* begin Records provided *

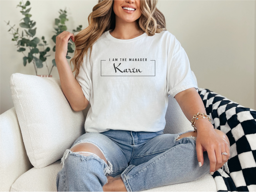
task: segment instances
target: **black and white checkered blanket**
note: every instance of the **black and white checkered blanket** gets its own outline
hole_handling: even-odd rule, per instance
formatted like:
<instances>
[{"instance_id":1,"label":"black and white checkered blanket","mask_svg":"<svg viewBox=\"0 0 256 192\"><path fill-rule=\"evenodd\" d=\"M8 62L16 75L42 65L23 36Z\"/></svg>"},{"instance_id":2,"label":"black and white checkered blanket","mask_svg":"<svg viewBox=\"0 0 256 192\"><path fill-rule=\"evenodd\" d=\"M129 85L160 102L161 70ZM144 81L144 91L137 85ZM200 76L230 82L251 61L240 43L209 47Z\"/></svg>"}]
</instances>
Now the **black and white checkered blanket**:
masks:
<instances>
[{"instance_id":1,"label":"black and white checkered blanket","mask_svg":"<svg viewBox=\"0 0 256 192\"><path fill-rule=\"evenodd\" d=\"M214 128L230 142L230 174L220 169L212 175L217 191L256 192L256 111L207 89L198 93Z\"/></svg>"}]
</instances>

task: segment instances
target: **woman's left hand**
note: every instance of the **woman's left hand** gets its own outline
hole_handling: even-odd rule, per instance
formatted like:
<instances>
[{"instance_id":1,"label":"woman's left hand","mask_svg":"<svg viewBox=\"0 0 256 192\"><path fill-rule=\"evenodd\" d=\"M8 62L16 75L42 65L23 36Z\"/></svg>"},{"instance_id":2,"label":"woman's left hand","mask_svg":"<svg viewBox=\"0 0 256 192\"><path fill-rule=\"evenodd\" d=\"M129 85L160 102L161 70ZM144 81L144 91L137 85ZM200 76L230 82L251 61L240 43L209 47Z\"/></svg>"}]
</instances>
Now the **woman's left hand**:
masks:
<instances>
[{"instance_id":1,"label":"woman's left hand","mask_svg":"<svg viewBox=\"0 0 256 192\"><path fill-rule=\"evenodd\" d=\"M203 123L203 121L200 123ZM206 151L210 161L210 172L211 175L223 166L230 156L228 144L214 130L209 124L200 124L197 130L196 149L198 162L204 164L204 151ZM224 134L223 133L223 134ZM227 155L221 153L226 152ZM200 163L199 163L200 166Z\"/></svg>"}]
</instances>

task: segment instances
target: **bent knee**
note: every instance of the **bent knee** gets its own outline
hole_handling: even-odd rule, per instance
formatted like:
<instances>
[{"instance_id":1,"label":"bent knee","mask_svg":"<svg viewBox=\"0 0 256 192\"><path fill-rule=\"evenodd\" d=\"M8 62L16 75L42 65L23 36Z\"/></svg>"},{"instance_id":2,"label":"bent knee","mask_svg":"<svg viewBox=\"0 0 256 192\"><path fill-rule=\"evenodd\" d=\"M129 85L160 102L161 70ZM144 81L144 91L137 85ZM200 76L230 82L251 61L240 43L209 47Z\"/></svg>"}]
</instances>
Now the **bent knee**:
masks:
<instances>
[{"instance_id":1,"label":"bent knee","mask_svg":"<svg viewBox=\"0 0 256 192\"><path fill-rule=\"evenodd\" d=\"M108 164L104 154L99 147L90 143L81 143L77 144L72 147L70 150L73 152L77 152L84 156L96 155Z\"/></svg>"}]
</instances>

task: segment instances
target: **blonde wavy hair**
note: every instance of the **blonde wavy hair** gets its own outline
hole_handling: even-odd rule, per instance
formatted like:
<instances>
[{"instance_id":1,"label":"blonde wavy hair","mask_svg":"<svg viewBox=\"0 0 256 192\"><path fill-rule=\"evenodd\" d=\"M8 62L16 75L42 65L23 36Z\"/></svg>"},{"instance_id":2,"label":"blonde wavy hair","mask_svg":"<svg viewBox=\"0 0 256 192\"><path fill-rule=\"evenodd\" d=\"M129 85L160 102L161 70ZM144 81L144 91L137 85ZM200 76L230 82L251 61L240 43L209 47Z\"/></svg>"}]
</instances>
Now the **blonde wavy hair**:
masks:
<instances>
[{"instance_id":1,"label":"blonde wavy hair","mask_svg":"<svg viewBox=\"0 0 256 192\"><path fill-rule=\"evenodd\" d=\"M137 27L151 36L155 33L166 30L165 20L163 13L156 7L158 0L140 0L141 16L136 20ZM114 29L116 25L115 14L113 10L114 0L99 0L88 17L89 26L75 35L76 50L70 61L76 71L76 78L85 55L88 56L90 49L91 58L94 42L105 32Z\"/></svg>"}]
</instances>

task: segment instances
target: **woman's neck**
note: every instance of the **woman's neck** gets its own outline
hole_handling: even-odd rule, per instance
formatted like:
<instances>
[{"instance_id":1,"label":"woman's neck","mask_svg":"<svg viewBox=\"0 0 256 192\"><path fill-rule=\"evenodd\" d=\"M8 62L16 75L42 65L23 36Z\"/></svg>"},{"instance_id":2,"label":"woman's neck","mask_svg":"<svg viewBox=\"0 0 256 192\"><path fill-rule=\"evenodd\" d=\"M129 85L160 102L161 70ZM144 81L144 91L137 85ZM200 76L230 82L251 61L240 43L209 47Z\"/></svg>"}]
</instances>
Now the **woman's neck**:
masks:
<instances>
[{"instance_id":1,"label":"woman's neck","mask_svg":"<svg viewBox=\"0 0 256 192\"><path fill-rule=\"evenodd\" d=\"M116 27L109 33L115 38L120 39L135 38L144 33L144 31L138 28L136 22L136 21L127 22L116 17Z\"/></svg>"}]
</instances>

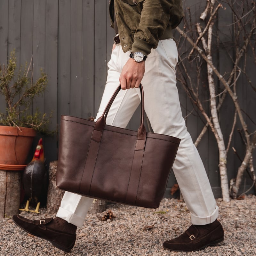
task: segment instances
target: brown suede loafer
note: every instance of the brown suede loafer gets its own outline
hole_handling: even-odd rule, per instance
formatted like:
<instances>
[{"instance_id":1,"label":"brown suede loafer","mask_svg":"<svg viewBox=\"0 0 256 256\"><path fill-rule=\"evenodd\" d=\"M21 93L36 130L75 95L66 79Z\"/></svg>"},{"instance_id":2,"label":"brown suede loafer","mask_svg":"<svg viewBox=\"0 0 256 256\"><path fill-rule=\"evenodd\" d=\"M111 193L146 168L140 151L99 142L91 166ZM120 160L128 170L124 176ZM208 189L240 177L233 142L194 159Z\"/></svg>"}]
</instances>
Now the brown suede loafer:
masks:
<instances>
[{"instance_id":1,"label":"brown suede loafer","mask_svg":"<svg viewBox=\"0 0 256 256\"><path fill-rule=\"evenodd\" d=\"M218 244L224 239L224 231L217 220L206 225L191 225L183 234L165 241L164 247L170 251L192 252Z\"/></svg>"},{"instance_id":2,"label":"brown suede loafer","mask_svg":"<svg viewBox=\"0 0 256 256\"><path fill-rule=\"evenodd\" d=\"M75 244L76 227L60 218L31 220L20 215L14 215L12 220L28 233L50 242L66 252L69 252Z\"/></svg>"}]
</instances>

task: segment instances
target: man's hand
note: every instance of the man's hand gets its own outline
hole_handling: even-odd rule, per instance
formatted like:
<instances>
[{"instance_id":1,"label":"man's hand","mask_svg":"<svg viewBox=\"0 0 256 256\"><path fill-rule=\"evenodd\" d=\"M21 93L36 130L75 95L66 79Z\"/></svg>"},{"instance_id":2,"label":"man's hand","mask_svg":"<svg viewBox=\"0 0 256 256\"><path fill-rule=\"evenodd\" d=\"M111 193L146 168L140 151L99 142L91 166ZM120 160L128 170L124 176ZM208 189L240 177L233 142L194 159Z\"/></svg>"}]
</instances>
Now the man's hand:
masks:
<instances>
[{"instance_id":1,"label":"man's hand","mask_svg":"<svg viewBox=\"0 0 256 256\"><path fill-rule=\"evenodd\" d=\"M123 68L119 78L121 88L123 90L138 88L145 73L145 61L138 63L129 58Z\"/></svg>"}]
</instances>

* end Records provided *
* begin Records provided *

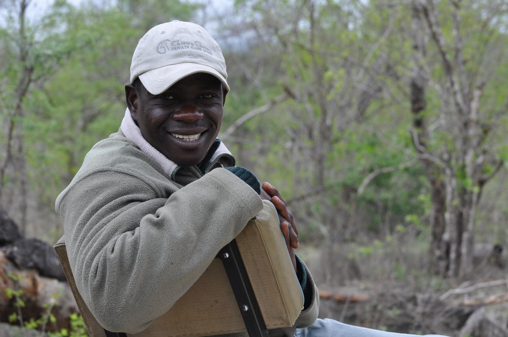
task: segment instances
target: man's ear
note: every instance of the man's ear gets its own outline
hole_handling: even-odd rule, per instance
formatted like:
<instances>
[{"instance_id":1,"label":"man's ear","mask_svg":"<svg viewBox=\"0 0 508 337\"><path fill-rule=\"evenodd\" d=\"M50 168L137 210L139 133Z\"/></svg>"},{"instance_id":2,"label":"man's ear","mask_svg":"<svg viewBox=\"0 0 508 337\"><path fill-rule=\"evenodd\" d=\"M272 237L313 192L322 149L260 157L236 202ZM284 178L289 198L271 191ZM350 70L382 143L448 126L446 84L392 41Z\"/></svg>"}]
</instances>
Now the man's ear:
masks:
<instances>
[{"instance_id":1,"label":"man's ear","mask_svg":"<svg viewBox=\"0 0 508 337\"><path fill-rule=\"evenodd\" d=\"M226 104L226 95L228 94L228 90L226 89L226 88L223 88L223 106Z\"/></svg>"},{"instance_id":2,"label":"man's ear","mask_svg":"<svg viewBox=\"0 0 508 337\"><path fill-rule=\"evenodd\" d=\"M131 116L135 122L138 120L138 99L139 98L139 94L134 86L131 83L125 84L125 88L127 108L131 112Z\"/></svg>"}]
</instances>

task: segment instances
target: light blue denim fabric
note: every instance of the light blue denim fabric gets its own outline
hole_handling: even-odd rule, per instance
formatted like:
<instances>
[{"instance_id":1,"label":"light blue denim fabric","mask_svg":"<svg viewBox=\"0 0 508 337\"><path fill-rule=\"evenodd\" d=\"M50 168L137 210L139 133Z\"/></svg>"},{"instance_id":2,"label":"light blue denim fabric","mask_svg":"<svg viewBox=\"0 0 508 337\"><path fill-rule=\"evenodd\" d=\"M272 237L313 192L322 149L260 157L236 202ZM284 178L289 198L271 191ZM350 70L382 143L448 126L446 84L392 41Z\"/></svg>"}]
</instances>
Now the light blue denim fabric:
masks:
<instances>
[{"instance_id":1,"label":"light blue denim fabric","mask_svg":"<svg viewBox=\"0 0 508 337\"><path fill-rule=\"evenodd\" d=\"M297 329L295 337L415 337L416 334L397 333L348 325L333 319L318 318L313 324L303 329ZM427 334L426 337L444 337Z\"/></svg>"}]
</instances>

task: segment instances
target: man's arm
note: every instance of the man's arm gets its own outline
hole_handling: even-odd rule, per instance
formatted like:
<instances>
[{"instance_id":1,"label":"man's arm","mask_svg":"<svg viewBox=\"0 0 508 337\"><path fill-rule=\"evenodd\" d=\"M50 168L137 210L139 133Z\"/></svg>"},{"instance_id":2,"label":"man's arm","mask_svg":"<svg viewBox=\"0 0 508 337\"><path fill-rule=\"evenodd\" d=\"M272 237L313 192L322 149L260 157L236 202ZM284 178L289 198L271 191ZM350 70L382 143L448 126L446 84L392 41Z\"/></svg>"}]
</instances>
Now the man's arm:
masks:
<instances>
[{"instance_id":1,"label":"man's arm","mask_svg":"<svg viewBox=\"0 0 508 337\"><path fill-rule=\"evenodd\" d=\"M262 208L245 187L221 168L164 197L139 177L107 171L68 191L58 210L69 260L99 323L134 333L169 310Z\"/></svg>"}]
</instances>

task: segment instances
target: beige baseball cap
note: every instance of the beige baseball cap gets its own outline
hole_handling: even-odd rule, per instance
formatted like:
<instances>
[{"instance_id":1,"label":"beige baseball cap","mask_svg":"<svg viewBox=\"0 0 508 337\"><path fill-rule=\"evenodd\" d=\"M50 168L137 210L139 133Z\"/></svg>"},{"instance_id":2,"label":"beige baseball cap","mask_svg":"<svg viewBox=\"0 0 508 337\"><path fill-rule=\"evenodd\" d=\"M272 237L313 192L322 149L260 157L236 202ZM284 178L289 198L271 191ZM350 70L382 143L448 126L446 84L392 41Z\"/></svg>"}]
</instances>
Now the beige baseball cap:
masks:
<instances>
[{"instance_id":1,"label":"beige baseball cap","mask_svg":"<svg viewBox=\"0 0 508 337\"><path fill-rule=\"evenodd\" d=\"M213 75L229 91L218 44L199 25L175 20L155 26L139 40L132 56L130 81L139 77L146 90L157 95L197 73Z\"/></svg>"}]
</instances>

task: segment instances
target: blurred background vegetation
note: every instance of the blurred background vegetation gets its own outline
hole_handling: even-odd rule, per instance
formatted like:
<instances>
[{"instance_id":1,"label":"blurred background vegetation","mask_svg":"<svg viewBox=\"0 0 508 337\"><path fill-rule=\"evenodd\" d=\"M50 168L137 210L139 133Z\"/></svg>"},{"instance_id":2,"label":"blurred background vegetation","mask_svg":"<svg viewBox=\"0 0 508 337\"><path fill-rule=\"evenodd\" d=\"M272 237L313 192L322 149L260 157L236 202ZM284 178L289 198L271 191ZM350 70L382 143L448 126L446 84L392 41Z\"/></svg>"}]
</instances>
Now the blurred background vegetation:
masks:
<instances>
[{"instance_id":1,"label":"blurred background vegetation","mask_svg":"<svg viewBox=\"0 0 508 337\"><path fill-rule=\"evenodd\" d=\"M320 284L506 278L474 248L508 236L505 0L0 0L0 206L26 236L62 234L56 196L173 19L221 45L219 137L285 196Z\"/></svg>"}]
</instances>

* end Records provided *
* begin Records provided *

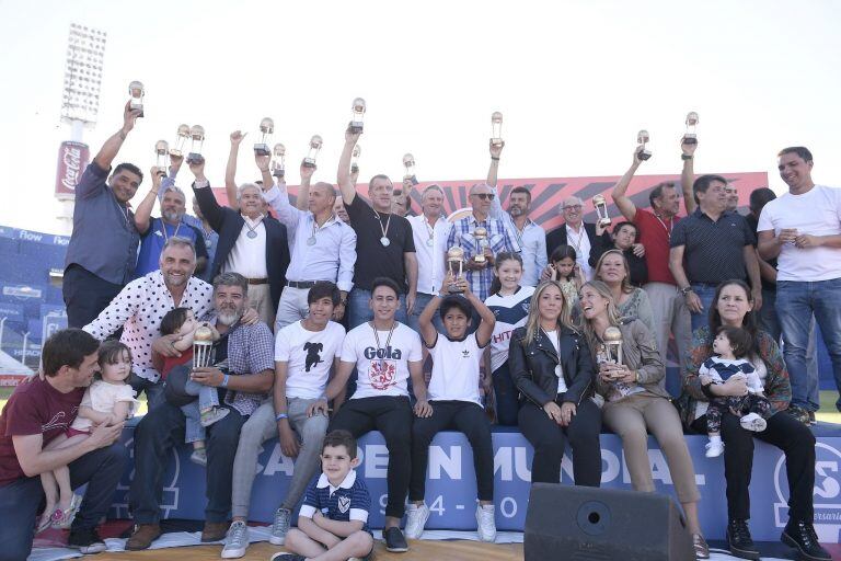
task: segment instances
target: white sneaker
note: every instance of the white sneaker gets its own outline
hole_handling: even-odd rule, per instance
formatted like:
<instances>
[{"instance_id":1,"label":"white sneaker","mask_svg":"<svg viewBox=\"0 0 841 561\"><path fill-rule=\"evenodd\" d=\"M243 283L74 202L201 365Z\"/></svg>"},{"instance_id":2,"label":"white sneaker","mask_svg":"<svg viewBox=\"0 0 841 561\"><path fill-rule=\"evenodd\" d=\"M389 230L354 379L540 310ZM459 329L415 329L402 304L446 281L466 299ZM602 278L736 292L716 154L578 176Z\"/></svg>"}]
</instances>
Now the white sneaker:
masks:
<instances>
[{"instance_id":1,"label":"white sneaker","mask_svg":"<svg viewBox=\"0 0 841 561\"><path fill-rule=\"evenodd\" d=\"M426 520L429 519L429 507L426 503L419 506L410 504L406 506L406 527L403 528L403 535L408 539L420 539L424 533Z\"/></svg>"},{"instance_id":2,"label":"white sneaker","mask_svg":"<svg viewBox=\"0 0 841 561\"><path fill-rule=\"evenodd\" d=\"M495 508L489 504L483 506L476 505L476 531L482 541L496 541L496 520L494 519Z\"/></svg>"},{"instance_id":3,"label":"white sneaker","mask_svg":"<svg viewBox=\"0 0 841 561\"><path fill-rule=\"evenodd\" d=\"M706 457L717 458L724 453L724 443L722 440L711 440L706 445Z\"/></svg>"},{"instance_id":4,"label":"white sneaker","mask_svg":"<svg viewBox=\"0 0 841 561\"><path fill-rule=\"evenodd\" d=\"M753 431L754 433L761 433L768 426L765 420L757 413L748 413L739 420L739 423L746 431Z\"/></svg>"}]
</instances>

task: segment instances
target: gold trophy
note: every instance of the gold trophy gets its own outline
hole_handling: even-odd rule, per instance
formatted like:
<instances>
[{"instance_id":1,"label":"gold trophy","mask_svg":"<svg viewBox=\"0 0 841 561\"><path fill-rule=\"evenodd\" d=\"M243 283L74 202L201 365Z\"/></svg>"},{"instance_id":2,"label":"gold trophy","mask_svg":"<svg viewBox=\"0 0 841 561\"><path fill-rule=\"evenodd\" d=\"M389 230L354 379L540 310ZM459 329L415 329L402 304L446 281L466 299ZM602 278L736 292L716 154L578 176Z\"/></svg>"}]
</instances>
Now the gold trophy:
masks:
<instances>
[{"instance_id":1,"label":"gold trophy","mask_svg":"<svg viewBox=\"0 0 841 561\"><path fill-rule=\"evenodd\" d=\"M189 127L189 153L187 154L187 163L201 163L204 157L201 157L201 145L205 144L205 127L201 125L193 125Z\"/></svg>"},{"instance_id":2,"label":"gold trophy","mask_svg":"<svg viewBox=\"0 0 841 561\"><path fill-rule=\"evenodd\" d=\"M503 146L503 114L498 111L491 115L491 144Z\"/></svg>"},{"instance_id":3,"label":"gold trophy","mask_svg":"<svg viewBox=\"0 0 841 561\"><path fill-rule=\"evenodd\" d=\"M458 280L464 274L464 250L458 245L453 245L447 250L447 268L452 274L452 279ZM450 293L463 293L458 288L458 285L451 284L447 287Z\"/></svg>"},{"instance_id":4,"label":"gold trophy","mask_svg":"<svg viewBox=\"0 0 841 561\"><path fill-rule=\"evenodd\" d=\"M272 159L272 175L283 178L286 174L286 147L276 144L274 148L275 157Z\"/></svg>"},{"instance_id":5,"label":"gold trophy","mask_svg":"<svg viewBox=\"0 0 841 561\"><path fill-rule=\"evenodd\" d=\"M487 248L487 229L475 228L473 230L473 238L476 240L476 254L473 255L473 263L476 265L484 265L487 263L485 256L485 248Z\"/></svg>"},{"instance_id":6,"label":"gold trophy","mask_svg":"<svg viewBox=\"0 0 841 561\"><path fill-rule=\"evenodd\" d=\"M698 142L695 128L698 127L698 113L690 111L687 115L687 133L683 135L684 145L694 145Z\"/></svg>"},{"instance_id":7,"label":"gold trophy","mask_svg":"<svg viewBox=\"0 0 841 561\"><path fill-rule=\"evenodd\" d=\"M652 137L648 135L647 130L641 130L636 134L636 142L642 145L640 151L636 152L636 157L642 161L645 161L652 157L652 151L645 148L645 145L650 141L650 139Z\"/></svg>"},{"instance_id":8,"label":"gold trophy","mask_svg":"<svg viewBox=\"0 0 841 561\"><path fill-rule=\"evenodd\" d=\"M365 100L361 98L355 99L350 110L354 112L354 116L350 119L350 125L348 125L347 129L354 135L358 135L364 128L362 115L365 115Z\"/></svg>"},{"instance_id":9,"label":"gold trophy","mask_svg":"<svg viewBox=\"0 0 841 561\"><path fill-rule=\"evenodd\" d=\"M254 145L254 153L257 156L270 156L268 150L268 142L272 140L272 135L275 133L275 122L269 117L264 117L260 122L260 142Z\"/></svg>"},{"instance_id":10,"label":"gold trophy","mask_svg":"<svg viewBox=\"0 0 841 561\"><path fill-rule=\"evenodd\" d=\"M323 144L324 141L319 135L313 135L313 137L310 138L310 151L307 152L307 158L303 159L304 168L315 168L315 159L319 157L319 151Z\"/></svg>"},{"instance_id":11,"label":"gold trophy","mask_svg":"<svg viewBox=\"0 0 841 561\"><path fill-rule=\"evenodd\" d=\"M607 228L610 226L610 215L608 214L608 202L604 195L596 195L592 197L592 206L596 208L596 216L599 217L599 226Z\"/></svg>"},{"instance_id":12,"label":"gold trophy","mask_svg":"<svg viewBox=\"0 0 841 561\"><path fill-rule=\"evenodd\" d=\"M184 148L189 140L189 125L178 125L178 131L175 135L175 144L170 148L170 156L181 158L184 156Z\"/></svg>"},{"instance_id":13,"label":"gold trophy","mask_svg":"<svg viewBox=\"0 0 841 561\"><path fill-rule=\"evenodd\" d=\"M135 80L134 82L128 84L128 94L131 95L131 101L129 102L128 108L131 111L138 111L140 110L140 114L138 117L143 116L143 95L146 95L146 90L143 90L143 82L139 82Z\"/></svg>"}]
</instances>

* end Records provided *

### Short problem
Gather every line of the rows above that contains the word "neck", and copy each one unchanged.

### Response
target: **woman's neck**
note: every instance of the **woman's neck** gets its own outline
[{"instance_id":1,"label":"woman's neck","mask_svg":"<svg viewBox=\"0 0 256 192\"><path fill-rule=\"evenodd\" d=\"M8 62L16 75L42 65L23 36Z\"/></svg>"},{"instance_id":2,"label":"woman's neck","mask_svg":"<svg viewBox=\"0 0 256 192\"><path fill-rule=\"evenodd\" d=\"M129 85L160 102L161 70ZM144 81L144 91L137 85ZM200 76L230 82L251 61L240 43L209 47Z\"/></svg>"}]
Now the **woman's neck**:
[{"instance_id":1,"label":"woman's neck","mask_svg":"<svg viewBox=\"0 0 256 192\"><path fill-rule=\"evenodd\" d=\"M116 27L109 33L115 38L120 39L135 38L144 33L144 31L138 28L136 22L136 21L127 22L116 17Z\"/></svg>"}]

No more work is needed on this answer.